Material for this exercise »
= = = = = = =

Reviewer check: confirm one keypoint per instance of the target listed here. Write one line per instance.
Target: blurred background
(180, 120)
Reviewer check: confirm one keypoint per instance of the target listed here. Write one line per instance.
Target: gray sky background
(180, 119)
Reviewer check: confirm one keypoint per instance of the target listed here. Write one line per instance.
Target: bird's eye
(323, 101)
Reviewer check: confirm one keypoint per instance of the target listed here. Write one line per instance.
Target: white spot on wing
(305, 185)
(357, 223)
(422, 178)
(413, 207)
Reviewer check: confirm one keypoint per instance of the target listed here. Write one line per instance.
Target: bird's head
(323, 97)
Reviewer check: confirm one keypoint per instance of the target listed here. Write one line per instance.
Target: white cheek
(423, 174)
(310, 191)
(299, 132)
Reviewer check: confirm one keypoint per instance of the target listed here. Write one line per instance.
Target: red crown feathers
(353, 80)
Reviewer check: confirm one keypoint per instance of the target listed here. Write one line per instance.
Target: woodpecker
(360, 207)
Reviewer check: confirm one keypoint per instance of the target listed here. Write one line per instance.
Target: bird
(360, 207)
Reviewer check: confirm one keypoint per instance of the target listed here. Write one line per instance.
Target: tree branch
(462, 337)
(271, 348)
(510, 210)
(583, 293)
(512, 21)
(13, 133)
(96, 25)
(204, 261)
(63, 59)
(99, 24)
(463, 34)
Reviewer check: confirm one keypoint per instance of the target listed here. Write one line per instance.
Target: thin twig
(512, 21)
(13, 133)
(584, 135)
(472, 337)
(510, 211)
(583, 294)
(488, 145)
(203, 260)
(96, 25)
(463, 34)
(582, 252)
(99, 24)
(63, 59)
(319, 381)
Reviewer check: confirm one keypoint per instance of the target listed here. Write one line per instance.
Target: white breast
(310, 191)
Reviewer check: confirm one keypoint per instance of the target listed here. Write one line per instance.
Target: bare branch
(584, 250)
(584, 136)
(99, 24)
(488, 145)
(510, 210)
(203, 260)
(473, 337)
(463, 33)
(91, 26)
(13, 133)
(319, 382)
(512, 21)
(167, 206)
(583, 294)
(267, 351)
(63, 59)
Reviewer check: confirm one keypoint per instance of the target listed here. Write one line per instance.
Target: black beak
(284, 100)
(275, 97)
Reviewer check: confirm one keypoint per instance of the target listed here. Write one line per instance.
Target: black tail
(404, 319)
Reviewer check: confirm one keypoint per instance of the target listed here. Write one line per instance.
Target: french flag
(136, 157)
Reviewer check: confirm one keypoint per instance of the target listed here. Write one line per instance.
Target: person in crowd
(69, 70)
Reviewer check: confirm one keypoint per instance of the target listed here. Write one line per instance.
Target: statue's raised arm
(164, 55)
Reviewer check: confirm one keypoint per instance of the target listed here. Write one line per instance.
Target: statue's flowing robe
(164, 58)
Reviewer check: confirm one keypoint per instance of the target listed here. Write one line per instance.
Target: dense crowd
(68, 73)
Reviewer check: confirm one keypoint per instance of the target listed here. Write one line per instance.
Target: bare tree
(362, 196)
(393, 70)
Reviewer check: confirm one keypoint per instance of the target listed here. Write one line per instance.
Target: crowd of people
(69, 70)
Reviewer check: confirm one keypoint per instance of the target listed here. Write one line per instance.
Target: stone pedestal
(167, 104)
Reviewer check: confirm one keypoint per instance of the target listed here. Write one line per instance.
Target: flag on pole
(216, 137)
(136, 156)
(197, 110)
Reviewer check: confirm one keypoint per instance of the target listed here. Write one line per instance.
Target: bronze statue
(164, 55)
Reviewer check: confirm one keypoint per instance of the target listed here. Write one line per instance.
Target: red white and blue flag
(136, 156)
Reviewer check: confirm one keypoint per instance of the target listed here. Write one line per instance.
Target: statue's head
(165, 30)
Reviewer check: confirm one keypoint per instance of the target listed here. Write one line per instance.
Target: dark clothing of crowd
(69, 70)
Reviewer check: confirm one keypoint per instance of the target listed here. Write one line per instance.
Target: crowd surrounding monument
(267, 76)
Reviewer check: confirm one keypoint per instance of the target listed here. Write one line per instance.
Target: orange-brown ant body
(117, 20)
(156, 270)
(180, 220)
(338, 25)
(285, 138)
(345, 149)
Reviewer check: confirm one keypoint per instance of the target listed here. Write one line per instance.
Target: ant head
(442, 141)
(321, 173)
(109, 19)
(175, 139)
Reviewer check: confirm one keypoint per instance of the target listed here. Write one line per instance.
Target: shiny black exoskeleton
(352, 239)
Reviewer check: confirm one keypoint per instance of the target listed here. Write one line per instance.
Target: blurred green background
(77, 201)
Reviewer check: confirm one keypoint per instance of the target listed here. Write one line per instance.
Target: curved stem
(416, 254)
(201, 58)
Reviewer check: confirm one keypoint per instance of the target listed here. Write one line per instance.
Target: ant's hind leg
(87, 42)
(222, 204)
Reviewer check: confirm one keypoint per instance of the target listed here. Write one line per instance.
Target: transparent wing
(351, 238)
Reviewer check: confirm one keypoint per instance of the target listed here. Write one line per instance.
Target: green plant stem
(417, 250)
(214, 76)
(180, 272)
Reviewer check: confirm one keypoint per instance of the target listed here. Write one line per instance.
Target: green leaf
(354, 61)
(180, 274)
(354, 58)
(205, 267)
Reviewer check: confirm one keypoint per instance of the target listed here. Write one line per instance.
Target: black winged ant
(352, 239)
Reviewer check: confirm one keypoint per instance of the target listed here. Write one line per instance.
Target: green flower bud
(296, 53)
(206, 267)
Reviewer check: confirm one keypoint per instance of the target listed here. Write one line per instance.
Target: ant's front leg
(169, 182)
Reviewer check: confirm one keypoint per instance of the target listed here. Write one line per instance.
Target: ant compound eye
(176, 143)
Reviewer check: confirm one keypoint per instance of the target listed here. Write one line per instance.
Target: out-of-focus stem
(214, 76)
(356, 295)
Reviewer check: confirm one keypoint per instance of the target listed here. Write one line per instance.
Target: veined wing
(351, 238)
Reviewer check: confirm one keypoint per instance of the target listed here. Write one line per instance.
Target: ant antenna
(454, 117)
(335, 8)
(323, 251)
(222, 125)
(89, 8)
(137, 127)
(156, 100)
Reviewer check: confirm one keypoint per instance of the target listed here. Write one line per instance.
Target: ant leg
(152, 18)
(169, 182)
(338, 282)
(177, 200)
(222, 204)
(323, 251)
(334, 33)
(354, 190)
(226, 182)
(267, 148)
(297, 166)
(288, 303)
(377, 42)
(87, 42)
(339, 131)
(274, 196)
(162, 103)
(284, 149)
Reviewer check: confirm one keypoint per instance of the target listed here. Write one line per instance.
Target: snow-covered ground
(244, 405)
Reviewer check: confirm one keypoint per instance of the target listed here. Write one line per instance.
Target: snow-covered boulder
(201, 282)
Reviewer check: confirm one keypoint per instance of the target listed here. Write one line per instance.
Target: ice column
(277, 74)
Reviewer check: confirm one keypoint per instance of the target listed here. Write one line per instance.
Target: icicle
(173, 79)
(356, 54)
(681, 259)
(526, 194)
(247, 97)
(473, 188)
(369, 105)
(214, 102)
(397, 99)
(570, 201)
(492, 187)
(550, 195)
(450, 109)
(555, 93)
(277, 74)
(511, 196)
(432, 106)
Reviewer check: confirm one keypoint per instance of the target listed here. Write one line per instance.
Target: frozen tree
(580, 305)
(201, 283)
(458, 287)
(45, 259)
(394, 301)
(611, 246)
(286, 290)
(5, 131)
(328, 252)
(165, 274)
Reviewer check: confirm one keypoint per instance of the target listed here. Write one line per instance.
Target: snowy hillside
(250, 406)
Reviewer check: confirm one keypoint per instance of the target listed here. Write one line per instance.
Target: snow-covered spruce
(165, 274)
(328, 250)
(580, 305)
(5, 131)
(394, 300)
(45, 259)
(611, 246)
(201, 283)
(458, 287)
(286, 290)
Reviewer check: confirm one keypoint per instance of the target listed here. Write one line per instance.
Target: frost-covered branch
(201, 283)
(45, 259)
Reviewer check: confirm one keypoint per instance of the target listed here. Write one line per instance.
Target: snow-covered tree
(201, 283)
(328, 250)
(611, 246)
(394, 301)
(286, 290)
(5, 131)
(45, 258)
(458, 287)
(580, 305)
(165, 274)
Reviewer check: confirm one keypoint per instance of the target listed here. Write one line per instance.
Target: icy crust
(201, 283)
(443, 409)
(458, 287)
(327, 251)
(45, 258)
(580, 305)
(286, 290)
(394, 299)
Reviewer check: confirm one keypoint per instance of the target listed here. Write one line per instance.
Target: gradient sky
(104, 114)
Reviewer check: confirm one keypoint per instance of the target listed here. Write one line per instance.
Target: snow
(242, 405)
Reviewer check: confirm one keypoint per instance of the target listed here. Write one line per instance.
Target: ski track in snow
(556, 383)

= = = = = = =

To do »
Gather every line of the listing above that contains the string "bird". Case matters.

Response to this task »
Target: bird's eye
Target: bird's head
Target: bird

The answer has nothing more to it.